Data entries

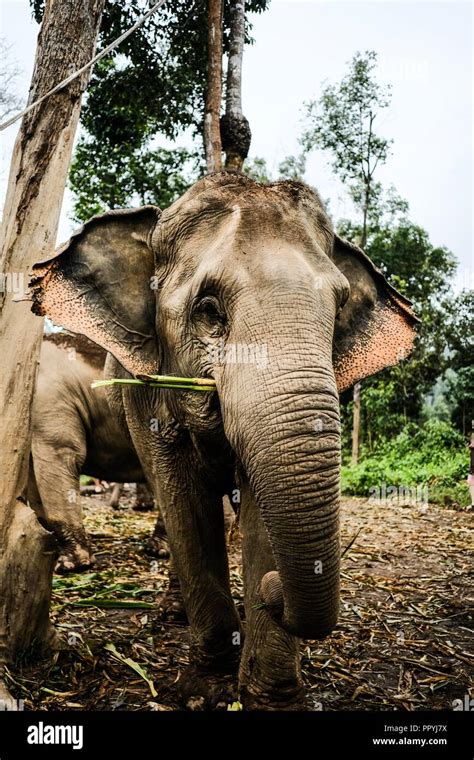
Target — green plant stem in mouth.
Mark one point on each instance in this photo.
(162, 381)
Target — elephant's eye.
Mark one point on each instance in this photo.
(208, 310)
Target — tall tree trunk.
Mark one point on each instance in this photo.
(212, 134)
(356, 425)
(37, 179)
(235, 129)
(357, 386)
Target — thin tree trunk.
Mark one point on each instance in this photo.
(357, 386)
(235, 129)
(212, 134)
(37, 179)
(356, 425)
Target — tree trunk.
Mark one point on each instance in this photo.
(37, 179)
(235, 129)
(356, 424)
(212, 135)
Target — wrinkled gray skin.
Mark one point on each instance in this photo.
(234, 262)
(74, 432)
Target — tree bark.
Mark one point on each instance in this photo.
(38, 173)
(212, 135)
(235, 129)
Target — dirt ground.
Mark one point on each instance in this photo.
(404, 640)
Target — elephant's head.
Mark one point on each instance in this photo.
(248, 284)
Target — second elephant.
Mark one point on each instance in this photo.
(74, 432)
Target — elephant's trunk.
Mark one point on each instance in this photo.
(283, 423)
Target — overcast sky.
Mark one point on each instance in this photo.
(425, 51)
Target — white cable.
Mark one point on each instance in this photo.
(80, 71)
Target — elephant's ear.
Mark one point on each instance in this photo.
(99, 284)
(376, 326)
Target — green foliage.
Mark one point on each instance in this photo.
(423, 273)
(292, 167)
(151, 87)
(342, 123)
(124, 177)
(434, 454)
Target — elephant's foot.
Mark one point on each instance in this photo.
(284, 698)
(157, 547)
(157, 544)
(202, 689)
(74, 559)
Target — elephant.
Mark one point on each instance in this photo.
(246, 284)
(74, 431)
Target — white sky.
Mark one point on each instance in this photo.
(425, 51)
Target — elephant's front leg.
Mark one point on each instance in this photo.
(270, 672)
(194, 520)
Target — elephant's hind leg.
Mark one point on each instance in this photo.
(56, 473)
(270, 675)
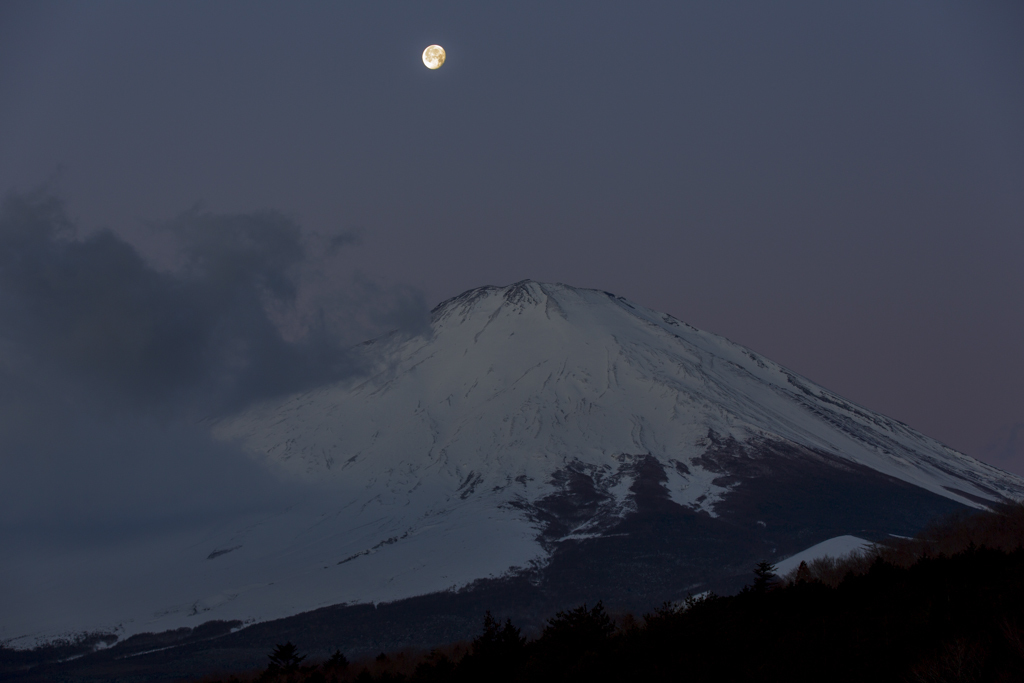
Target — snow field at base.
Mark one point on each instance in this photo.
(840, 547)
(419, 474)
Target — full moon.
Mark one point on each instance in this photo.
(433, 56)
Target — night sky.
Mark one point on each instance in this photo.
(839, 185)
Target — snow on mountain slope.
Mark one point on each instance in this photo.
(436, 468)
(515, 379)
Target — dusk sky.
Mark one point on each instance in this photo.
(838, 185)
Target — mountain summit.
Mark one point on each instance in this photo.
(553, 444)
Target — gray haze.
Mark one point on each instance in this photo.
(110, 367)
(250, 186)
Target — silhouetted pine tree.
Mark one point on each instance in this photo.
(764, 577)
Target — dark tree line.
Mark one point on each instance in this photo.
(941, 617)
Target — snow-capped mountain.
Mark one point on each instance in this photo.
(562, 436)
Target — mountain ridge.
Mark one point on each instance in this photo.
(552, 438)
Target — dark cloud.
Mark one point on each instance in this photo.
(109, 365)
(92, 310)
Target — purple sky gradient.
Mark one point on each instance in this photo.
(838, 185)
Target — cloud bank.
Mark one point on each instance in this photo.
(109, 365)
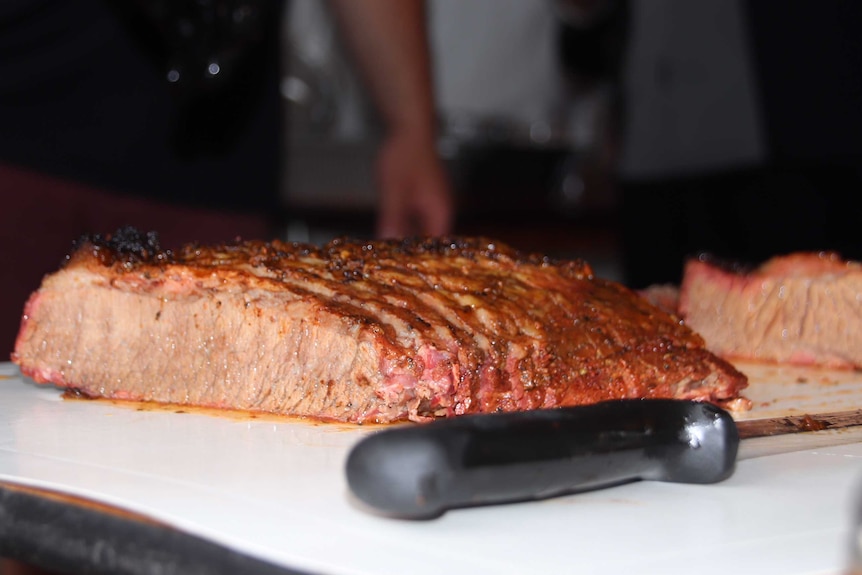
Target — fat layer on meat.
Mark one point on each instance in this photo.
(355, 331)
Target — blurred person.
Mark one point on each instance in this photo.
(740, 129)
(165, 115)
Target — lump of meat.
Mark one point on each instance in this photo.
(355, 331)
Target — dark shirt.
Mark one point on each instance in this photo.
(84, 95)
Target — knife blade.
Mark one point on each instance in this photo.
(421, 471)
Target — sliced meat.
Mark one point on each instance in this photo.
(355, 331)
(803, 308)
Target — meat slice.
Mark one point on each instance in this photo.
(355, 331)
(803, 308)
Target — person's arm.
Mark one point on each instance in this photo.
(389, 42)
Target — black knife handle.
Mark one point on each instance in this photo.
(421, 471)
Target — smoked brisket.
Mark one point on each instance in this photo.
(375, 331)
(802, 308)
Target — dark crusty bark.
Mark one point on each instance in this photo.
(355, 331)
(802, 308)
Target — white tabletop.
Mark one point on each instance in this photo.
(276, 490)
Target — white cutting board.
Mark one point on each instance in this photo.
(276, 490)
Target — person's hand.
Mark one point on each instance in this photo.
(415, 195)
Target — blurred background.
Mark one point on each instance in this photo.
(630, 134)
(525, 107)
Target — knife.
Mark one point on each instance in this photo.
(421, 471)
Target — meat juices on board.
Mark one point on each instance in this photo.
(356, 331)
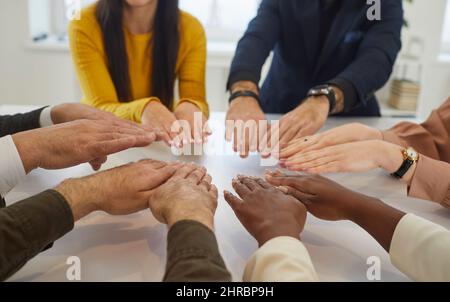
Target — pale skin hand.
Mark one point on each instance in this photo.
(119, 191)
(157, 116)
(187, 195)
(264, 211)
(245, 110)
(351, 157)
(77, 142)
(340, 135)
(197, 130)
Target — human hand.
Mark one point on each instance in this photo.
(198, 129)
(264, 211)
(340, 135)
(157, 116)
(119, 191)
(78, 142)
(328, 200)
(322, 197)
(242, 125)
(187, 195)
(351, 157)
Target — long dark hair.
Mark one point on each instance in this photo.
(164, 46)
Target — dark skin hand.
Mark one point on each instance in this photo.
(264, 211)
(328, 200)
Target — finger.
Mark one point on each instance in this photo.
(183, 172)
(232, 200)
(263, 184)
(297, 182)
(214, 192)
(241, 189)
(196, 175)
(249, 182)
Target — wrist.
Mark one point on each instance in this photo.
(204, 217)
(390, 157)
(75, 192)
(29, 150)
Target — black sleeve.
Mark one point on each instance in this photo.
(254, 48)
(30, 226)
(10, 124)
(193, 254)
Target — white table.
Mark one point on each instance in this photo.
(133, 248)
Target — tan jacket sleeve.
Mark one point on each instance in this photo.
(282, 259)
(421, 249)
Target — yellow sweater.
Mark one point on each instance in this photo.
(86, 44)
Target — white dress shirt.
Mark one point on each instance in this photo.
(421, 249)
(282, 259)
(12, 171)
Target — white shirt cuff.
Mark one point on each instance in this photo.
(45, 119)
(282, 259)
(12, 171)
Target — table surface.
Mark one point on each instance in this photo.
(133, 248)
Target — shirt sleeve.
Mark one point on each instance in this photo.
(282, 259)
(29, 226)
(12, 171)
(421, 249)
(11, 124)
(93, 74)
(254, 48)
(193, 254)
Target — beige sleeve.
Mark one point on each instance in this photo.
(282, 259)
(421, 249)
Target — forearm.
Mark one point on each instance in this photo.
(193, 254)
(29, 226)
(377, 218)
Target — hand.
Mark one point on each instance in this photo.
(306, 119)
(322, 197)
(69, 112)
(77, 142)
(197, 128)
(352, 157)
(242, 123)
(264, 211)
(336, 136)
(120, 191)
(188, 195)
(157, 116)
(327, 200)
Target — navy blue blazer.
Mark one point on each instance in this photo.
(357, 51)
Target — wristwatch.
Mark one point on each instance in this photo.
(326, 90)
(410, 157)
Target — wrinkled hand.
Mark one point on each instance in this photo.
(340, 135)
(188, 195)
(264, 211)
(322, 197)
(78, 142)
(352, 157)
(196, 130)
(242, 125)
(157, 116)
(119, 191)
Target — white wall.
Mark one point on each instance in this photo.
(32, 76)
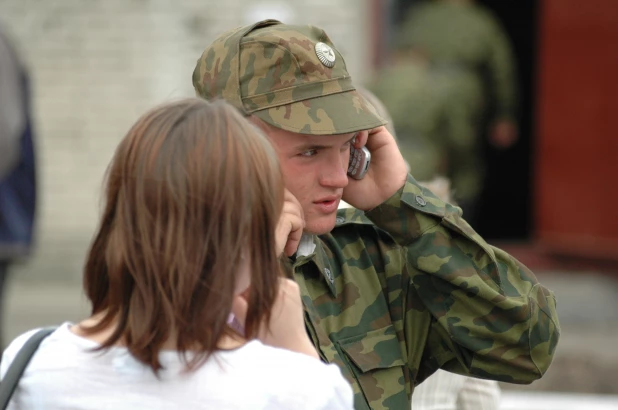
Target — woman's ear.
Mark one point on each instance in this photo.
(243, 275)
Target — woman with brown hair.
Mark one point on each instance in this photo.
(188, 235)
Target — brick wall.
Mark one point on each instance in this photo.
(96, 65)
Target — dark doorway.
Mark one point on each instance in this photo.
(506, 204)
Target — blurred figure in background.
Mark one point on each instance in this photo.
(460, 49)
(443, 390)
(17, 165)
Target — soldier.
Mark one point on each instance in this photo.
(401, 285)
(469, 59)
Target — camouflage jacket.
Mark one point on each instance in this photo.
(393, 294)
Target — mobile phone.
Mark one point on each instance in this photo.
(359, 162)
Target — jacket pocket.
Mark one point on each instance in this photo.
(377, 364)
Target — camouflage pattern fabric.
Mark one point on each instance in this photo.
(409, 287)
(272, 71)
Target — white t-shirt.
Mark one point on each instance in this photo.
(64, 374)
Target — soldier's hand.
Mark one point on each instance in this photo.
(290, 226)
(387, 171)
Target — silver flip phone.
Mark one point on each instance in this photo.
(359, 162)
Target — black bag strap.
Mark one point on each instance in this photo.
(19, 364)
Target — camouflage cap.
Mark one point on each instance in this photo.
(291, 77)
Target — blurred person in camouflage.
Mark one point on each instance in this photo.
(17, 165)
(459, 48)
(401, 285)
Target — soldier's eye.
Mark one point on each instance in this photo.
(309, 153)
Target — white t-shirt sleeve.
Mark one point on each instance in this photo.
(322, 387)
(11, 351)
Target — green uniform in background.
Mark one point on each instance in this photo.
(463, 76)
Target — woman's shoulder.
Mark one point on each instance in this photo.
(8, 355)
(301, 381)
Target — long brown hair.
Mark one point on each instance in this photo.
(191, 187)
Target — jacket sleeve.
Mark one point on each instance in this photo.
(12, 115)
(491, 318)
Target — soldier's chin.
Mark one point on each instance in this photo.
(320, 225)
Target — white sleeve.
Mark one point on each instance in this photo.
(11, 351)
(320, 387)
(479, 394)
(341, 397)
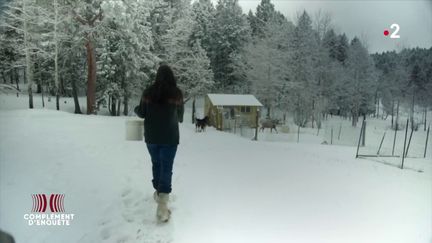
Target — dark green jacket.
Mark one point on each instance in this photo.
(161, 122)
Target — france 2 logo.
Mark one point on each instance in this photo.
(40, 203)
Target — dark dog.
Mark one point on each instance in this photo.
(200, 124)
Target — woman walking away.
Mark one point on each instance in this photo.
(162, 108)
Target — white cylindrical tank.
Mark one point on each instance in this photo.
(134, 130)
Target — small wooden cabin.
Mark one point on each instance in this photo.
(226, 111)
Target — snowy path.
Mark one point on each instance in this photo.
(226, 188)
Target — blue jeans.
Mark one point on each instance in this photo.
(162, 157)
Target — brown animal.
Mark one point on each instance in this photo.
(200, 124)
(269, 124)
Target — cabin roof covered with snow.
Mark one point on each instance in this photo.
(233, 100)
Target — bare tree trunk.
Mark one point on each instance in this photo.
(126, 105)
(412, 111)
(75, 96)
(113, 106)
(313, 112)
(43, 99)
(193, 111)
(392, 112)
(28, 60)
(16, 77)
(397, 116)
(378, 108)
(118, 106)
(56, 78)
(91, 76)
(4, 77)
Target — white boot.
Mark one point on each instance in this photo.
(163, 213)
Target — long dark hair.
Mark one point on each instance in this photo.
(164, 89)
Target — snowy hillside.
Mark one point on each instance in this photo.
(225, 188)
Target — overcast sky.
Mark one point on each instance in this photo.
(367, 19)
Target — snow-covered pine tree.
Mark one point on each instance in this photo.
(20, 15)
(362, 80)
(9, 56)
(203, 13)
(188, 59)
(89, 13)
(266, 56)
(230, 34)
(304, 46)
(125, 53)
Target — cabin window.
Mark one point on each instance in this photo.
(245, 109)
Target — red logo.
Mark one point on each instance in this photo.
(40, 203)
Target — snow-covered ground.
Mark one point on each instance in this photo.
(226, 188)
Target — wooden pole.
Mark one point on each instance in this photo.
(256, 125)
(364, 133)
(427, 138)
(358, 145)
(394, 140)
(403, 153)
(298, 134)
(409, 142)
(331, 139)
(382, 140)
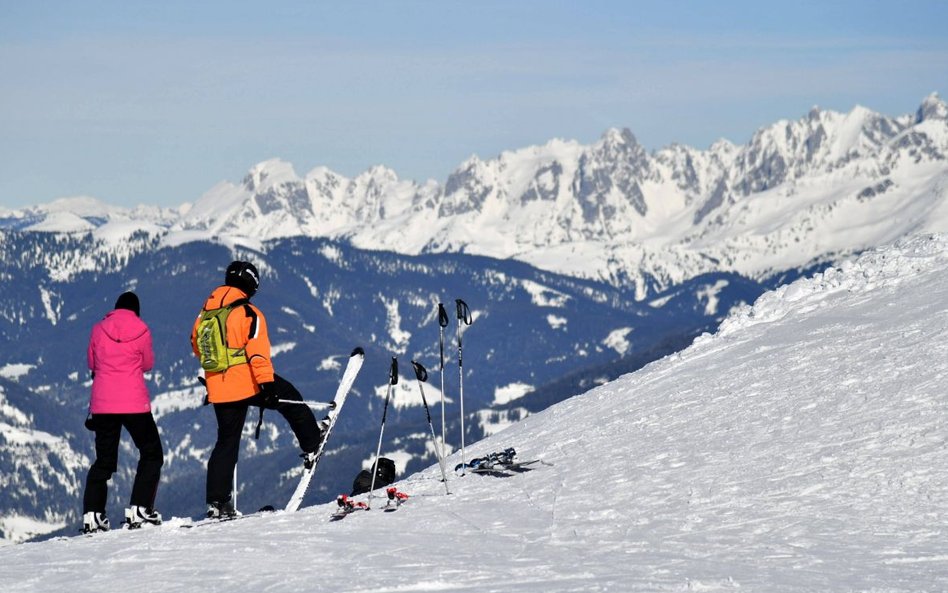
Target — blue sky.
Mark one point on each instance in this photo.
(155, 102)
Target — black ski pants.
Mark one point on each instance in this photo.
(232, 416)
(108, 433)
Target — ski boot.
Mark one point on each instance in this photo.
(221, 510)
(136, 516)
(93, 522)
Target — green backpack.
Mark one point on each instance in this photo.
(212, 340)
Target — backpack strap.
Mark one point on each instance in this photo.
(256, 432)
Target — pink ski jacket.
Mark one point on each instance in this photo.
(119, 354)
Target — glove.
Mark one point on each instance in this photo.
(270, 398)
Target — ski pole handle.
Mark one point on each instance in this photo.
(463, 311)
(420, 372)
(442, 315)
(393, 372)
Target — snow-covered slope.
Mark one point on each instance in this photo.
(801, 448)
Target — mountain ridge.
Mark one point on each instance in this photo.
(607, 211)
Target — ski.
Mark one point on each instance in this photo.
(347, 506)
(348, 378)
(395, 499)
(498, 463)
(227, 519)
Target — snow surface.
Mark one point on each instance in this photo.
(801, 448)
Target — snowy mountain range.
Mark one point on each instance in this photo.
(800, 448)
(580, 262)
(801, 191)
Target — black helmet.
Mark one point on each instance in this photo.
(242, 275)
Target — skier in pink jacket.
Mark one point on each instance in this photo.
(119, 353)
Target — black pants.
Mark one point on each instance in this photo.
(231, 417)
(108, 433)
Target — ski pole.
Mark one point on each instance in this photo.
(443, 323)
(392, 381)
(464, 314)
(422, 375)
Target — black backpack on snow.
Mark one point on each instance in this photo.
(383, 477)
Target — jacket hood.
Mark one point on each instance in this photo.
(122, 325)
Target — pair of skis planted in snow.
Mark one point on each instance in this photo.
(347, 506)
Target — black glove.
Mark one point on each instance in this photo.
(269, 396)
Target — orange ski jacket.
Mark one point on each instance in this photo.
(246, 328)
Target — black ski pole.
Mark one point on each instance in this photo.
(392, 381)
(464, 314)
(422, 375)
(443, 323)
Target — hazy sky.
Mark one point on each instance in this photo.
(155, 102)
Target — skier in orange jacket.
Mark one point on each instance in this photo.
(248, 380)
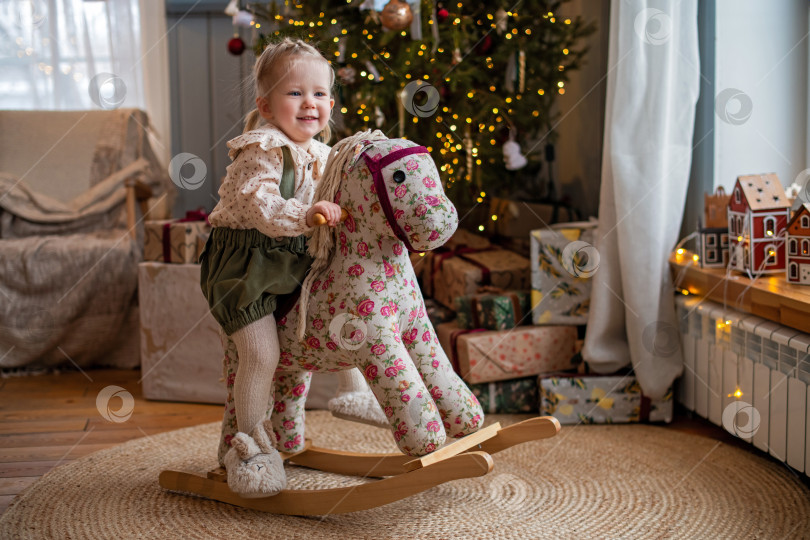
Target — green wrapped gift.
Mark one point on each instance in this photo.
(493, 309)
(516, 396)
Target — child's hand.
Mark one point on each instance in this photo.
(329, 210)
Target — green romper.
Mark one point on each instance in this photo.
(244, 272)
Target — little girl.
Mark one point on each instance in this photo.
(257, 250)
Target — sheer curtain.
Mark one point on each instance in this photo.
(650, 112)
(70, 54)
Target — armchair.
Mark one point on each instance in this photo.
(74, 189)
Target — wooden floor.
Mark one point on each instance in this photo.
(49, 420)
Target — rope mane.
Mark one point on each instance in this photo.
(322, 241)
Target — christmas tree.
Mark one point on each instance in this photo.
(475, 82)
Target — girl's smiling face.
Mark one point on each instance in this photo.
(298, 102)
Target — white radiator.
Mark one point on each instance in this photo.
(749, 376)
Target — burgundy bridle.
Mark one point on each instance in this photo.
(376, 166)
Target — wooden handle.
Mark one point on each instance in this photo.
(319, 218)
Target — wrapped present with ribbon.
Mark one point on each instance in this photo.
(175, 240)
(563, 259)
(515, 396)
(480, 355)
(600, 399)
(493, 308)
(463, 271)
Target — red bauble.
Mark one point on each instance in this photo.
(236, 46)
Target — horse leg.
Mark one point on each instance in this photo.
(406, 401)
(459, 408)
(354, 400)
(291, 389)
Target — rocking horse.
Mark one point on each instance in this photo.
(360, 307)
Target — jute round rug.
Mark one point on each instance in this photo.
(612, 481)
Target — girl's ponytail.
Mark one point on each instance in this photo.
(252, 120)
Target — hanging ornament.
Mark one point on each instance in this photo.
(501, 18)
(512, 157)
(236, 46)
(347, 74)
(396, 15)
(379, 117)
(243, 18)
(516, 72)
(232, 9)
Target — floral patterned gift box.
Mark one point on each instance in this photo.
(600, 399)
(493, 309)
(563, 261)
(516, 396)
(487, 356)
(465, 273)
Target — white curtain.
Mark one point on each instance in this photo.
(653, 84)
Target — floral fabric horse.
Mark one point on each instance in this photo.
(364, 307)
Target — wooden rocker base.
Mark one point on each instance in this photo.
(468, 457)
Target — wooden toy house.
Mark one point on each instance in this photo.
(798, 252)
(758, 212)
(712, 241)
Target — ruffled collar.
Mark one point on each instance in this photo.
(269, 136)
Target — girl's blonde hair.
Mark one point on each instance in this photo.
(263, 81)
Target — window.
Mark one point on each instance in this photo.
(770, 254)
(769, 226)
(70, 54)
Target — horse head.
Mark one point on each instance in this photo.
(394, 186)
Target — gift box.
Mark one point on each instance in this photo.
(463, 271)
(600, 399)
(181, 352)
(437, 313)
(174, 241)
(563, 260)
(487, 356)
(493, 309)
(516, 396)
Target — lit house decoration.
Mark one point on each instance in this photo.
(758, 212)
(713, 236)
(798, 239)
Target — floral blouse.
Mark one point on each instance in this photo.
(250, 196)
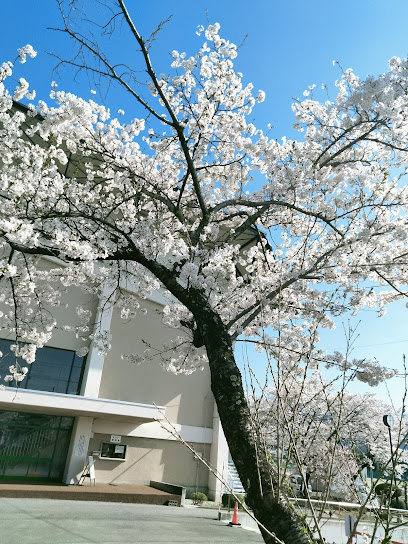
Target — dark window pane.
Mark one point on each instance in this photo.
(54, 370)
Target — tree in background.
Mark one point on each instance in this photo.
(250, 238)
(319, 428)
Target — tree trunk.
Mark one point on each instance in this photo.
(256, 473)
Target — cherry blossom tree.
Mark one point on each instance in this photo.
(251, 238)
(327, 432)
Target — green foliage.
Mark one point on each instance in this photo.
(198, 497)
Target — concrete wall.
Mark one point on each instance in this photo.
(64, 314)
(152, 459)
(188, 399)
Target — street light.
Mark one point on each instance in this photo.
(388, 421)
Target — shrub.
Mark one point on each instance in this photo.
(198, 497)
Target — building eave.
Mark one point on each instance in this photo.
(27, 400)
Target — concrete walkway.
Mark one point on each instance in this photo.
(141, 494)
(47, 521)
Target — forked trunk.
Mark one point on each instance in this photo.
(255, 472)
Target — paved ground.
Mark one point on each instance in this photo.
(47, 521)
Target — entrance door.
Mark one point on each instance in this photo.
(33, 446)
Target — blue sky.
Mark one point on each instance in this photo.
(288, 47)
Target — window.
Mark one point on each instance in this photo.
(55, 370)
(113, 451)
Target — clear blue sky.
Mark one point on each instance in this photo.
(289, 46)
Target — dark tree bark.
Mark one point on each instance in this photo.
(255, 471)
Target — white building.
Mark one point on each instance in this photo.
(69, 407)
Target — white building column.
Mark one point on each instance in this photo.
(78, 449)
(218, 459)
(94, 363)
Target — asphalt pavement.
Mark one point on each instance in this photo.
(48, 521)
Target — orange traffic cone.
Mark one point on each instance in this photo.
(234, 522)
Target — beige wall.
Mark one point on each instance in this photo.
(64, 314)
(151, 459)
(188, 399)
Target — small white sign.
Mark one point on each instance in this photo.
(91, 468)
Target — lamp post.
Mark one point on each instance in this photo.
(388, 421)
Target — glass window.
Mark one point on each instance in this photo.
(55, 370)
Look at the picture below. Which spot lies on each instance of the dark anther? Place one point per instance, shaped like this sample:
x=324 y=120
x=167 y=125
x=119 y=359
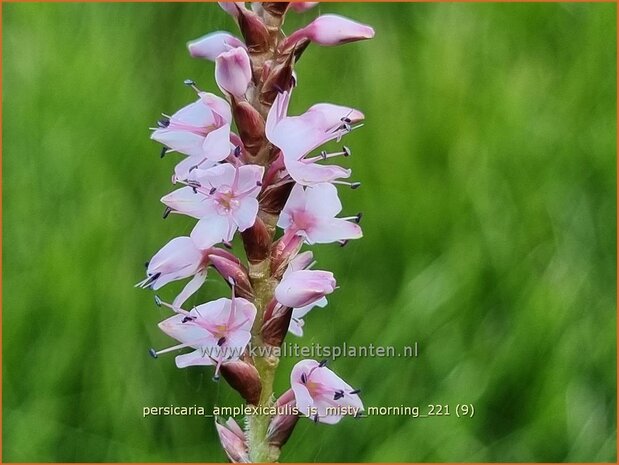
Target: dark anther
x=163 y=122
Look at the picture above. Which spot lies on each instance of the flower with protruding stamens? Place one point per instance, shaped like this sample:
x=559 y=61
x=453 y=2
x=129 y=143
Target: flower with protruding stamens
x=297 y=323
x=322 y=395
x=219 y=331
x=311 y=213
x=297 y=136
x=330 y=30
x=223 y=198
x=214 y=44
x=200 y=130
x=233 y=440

Exercise directions
Set down, from the entries above, exactly the lines from the one with "Target — soldier." up to and including the one with "Target — soldier's hand.", and no other lines.

Problem solution
Target — soldier.
Mark one point on each instance in this photo.
(401, 285)
(469, 59)
Target — camouflage jacket.
Mark one point on each instance in this photo.
(393, 294)
Target — mobile phone.
Mark one point on each instance in this photo.
(359, 162)
Target — jacket pocket.
Mark one point on each instance in this photo.
(377, 364)
Target — camouflage pattern fabric.
Mark one point on each instance in this photo.
(409, 287)
(272, 71)
Target — white t-shirt.
Mark one point on each instance in this photo.
(64, 374)
Target — soldier's hand.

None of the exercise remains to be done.